─── Kutipan Dokumen
Hal itu kemudian menyebabkan hal yang ketiga, yaitu terkurasnya daya beli masyarakat. Sekalipun pertengahan Juli memasuki hari raya Lebaran, sebagian besar masyarakat sudah tidak terpikir lagi untuk membeli baju, apalagi produk industri lain di luar kebutuhan pokok. “Karena pendapatan mereka sudah menyusut,” kata dia.
Keempat, sektor riil macet. Sinyal lampu kuning dan alarm tanda peringatan sebenarnya mulai menyala sejak triwulan pertama 2015, dengan sektor industri manufaktur yang hanya tumbuh 3,8 persen, jauh di bawah pertumbuhan ekonomi nasional. Apalagi, pertumbuhan kredit pembiayaan perbankan juga terus turun. Artinya, secara keseluruhan investasi mandek. Proses produksi sektor riil tidak mampu lagi berlangsung, sebagai dampak rendahnya daya beli masyarakat. Hal ini akan mengantarkan ekonomi ke jalur lambat mengingat selama ini pertumbuhan selalu didorong oleh konsumsi.

Sikap Pemerintah
Melihat kondisi itu, mau tidak mau pemerintah akan mengeluarkan jurus andalan yaitu menggelontorkan anggaran yang bisa mendongkrak pertumbuhan. Sejauh ini sektor infrastruktur terus menjadi Kartu As pemerintah ketika ditanya soal menggerakkan ekonomi.
Akan tetapi, belum apa-apa strategi itu dipandang pesimist oleh Sofjan Wanandi, Ketua Tim Ahli Wakil Presiden Jusuf Kalla.
Menurut pengusaha dan itu, rencana pemerintah untuk menggenjot belanja kementerian dan penyertaan modal negara (PMN) yang dititipkan melalui badan usaha milik negara (BUMN) di sisa tahun ini tidak akan cukup mengoptimalkan pertumbuhan ekonomi. pasalnya saat ini, pelaku ekonomi juga terdesak oleh pelemahan kurs.
"Kami sedang mendorong agar uang itu keluar dari APBN untuk proyek-proyek besar segera ditandatangani. Idealnya Agustus itu harus sudah mulai keluar semua. Tetapi untuk menjaga dollar AS, pengusaha juga harus memangkas pos pengeluaran yang tidak bersinggungan langsung dengan produksi,” ujar Sofjan.
Untuk itu, dia mendesak menteri-menteri ekonomi baru hasil reshuffle benar-benar melakukan tugasnya untuk mengendalikan nilai tukar. Hal tersebut akan mengoptimalkan belanja yang akan digenjot pemerintah. “Sebab, masih banyak barang-barang impor yang dibutuhkan para kontraktor untuk mengerjakan proyek infrastruktur pemerintah. Semakin rendah nilai dollar AS, maka akan tercipta optimalisasi anggaran,” kata Sofjan.
Hingga akhir Juli, realisasi belanja anggaran pemerintah baru mencapai Rp913,5 triliun, atau berkisar 46 persen dari total anggaran belanja yang mencapai Rp 1.984 triliun.
──────
─── Data Tersedia
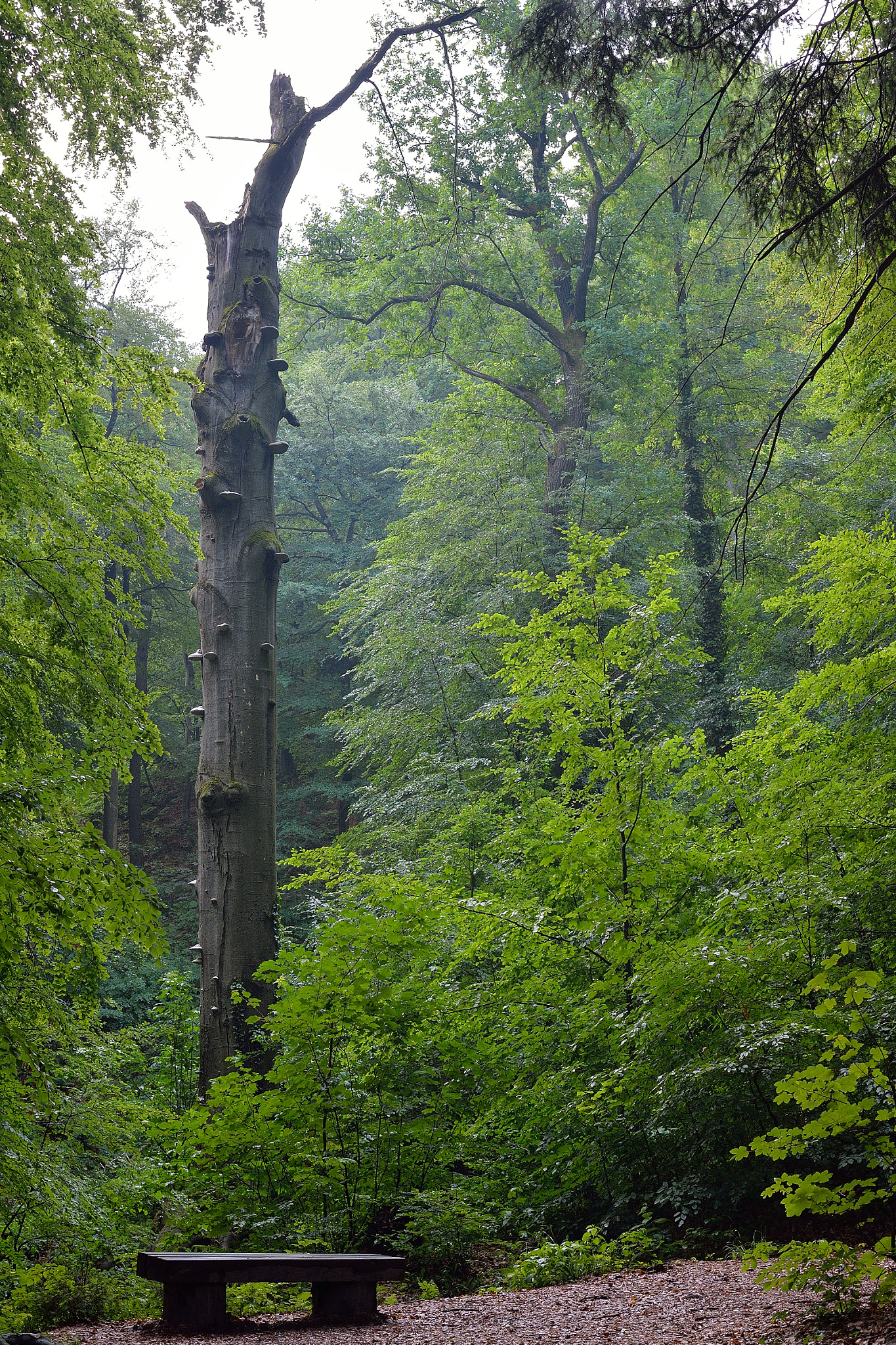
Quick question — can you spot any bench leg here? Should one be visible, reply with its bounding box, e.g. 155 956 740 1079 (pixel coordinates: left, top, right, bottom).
161 1285 227 1332
312 1279 376 1326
──────
▶ **Yang Diminta**:
(1) Salin persis bagian kutipan dokumen tentang perlambatan ekonomi yang dimulai dengan kata-kata "Sikap Pemerintah" dan diakhiri dengan "soal menggerakkan ekonomi.".
(2) Dalam kutipan dokumen tentang perlambatan ekonomi, berapa persen pertumbuhan sektor industri manufaktur pada triwulan pertama 2015?

▶ **Jawaban Benar**:
(1)
Sikap Pemerintah
Melihat kondisi itu, mau tidak mau pemerintah akan mengeluarkan jurus andalan yaitu menggelontorkan anggaran yang bisa mendongkrak pertumbuhan. Sejauh ini sektor infrastruktur terus menjadi Kartu As pemerintah ketika ditanya soal menggerakkan ekonomi.

(2) 3,8 persen.